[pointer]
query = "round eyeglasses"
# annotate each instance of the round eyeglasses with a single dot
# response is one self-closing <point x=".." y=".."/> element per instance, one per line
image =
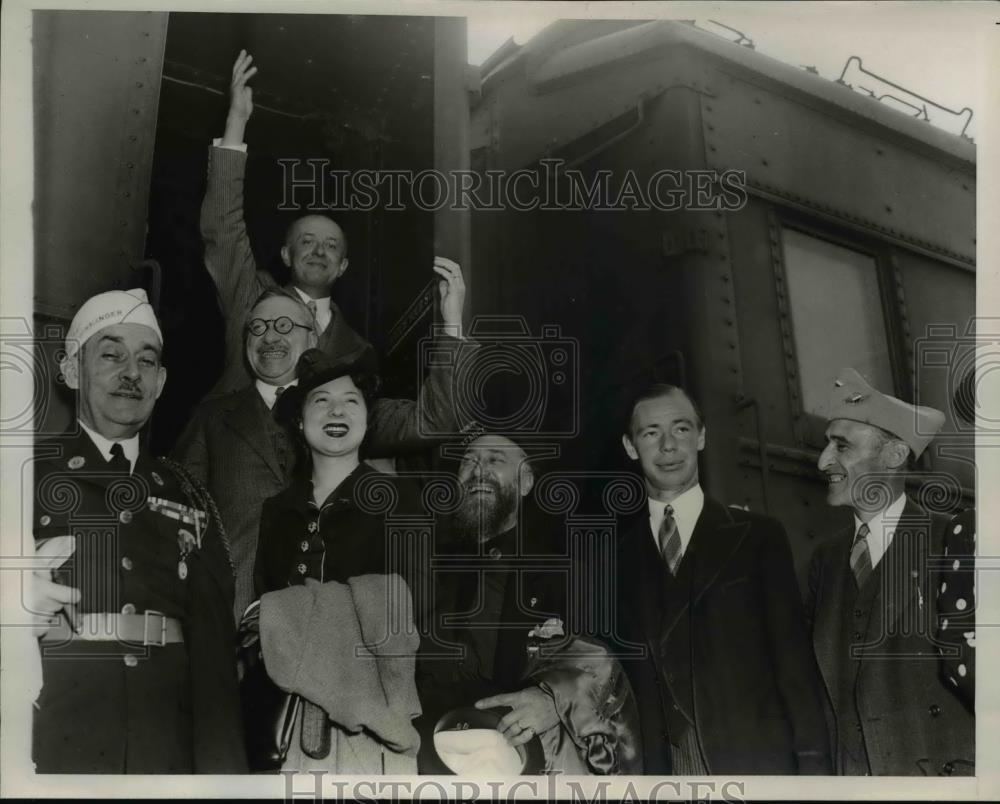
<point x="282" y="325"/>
* * *
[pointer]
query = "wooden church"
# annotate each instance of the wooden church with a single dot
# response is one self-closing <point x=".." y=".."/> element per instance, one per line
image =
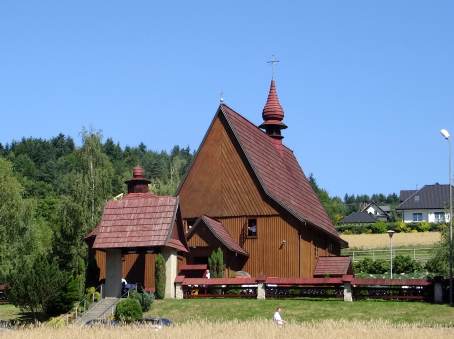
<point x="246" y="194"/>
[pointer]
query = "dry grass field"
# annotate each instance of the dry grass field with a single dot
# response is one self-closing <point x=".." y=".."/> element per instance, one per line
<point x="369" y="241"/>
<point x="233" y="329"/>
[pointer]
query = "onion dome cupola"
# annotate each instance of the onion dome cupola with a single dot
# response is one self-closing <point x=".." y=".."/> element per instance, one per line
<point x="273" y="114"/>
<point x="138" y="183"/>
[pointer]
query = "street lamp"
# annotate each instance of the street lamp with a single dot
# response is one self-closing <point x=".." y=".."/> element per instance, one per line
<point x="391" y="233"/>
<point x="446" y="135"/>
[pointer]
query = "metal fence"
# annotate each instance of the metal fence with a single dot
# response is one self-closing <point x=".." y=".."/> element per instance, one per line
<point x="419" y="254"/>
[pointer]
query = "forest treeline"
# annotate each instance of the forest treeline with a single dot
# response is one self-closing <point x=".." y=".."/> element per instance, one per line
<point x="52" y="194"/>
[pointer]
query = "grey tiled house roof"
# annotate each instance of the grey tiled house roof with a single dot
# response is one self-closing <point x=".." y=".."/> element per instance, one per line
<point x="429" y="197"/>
==
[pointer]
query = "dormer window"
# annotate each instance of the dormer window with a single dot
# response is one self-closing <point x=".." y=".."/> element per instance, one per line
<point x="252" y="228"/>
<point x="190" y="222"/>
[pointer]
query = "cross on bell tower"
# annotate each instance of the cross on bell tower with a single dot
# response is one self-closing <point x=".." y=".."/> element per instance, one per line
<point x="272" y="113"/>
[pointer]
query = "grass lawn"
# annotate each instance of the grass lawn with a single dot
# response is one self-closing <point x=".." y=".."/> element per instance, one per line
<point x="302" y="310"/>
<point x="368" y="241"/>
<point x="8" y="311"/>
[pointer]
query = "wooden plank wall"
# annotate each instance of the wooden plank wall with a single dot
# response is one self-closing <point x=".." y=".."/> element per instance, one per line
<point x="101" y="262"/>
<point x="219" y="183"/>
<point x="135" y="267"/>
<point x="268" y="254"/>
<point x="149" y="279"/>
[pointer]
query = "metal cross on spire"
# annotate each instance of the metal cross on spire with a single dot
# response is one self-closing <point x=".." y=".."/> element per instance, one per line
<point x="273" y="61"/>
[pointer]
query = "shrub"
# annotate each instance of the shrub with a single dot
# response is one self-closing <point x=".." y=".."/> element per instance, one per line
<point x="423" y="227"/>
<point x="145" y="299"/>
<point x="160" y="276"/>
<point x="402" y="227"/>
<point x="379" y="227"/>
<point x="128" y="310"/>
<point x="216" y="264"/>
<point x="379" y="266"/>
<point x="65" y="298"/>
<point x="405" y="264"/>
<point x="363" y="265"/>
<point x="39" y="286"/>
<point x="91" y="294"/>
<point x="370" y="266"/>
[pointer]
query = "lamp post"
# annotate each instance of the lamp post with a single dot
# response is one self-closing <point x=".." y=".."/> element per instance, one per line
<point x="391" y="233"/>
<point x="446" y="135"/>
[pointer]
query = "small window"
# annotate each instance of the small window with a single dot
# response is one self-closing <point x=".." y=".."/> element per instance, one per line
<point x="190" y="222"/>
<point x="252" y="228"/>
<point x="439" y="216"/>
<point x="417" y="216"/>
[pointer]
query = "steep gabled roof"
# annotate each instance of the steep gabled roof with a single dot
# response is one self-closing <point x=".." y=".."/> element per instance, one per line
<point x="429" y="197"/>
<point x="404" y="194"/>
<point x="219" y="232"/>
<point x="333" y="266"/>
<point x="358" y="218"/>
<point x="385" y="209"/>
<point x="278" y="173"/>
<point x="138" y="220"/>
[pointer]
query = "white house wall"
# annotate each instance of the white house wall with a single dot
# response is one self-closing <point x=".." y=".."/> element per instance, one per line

*STATED GOAL*: How many lines in the rows above contain the string "steep"? Reply with the number alone.

*RESPONSE FOR THIS EXERCISE*: 2